----- AUSGANGSTEXT
Grenzfall Straßenmaut

Grenzfall Straßenmaut

Verstimmung über Dobrindts „Ausländermaut“. Nun prüft Tschechien die Einführung einer Gebühr für Landstraßen

23. 7. 2014 - Text: Martin NejezchlebaText: Martin Nejezchleba; Foto: Wilhelmine Wulff/pixelio.de

 

Zwei Dinge standen laut Alexander Dobrindt (CSU) bereits in der ersten Juli-Woche fest: „Das eine ist, dass Deutschland ins Endspiel kommt, das andere, dass wir die Pkw-Maut am 1. Januar 2016 scharfstellen.“ Während die erste Prognose des deutschen Verkehrsministers mit dem Weltmeistertitel in Brasilien gar übertroffen wurde, ist er mit seinem Mautprojekt offenbar übers Ziel hinausgeschossen. Sein Vorschlag, eine Mautgebühr für ausländische Pkw auf allen deutschen Straßen einzuführen, steht seit Wochen im Kreuzfeuer der Kritik. Erst ging ein Aufschrei durch die Gemeinden in den Grenzregionen, dann kam der nächste Rüffel für den Christdemokraten – ausgerechnet vom bayerischen Innenminister. Joachim Hermann (CSU) forderte vom Parteikollegen eine Ausnahmeregelung für Gemeinden, die direkt an der Grenze liegen. Auch aus dem Nachbarland Tschechien bekommt Dobrindt Kritik zu hören.
----------
**KURZE AUFGABE 1:**
Zähle alle Personen auf, die im Artikel über die Straßenmaut mit vollem Namen vorkommen.
----- AUFLISTUNG
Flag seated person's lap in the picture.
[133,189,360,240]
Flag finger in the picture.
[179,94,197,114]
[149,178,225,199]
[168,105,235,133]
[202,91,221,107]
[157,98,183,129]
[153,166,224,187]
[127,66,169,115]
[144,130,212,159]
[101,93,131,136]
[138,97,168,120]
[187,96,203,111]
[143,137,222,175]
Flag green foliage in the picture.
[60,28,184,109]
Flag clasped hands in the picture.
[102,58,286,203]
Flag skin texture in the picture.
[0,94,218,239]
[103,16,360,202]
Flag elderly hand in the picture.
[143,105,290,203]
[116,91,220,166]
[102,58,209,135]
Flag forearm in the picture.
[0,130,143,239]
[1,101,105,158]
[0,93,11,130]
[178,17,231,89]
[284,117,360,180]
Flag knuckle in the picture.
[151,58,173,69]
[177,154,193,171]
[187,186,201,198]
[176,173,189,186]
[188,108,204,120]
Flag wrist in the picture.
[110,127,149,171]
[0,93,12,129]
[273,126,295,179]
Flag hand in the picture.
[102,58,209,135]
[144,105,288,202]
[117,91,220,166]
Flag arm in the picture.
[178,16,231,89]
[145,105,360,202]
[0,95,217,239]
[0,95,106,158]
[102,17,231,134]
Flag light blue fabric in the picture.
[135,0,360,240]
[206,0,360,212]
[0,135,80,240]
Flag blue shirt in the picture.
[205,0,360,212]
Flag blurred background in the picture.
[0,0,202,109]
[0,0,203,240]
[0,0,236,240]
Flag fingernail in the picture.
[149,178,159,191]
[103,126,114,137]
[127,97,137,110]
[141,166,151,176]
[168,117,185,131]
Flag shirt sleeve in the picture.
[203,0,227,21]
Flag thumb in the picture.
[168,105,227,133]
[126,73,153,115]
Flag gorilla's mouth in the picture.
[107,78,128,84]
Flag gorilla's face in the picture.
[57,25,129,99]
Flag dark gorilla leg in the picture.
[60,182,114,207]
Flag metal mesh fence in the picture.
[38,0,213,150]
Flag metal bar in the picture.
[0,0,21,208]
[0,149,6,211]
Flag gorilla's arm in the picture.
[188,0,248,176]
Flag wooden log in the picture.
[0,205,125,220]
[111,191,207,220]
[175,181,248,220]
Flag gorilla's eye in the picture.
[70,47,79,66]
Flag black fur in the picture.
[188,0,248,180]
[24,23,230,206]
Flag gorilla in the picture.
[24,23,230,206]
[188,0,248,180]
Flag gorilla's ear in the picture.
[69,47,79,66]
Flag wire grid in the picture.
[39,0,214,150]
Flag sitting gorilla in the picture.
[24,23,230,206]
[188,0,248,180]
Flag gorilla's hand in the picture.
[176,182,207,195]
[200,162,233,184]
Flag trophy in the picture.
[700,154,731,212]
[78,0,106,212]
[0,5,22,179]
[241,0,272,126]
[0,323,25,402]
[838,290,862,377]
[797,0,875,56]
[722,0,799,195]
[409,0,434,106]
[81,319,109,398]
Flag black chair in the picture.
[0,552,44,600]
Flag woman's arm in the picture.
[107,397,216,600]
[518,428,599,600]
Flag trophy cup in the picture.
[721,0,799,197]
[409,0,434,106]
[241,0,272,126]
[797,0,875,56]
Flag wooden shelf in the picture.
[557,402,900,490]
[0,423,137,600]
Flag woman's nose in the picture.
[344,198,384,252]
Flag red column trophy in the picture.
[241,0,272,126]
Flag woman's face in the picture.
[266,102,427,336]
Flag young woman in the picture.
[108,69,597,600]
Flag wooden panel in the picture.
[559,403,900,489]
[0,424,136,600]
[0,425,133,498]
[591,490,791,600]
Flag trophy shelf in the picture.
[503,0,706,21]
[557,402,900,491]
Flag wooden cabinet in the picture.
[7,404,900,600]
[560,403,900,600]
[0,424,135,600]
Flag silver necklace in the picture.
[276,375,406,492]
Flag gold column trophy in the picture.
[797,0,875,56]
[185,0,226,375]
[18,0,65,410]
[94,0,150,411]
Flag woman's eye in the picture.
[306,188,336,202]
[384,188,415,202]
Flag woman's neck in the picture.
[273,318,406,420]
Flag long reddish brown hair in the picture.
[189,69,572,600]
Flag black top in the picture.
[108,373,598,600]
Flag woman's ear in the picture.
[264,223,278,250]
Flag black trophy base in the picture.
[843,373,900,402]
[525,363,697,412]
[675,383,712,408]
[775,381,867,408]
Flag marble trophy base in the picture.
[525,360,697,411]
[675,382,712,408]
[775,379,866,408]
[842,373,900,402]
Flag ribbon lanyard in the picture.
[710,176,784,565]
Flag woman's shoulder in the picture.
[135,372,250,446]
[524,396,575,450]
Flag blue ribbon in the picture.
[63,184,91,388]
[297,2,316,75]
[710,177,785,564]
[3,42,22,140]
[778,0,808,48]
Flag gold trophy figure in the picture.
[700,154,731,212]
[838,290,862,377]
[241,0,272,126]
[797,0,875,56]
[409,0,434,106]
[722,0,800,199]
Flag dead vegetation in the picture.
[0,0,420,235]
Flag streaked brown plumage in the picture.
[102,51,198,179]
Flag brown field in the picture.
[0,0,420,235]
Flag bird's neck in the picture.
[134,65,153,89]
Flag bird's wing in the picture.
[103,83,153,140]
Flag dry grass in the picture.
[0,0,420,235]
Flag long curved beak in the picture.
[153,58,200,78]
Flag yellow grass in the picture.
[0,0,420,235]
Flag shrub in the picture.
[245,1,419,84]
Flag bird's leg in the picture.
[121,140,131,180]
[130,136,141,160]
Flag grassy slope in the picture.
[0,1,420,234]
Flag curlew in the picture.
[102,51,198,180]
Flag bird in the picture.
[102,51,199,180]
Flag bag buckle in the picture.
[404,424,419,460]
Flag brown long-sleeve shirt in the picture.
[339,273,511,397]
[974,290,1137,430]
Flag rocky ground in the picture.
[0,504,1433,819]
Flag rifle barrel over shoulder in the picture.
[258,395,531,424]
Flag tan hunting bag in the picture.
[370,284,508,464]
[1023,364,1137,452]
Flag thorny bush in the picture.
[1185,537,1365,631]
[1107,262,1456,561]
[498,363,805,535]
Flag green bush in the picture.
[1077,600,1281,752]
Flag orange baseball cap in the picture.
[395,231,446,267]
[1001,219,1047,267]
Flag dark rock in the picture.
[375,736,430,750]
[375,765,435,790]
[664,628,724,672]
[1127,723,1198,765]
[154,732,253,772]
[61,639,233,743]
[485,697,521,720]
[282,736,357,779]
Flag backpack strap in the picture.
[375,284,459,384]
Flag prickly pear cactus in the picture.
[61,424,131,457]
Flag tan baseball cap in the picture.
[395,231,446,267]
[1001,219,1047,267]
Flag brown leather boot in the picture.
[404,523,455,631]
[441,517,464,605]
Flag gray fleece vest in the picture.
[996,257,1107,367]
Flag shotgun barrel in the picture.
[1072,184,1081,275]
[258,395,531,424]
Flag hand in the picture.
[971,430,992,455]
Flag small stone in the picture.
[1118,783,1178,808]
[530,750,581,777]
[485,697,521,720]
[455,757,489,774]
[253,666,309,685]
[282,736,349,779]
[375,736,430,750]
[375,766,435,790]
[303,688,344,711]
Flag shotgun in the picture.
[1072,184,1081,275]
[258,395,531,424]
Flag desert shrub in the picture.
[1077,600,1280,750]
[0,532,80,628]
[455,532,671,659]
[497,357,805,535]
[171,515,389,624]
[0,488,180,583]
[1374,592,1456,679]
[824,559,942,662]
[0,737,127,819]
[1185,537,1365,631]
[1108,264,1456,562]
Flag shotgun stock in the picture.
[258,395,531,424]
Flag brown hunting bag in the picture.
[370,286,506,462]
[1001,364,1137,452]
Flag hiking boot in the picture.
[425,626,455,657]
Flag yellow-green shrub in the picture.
----------
**KURZE AUFGABE 2:**
Wiederhole aus den gespeicherten Zeilen alles von der Zeile mit „Flag long curved beak in the picture.“ bis hinunter zur Zeile mit „[0,504,1433,819]“, beide eingeschlossen, ohne jede Änderung.

**ANTWORT 1:**
Alexander Dobrindt, Joachim Hermann, Martin Nejezchleba, Wilhelmine Wulff

**ANTWORT 2:**
Flag long curved beak in the picture.
[153,58,200,78]
Flag yellow grass in the picture.
[0,0,420,235]
Flag shrub in the picture.
[245,1,419,84]
Flag bird's leg in the picture.
[121,140,131,180]
[130,136,141,160]
Flag grassy slope in the picture.
[0,1,420,234]
Flag curlew in the picture.
[102,51,198,180]
Flag bird in the picture.
[102,51,199,180]
Flag bag buckle in the picture.
[404,424,419,460]
Flag brown long-sleeve shirt in the picture.
[339,273,511,397]
[974,290,1137,430]
Flag rocky ground in the picture.
[0,504,1433,819]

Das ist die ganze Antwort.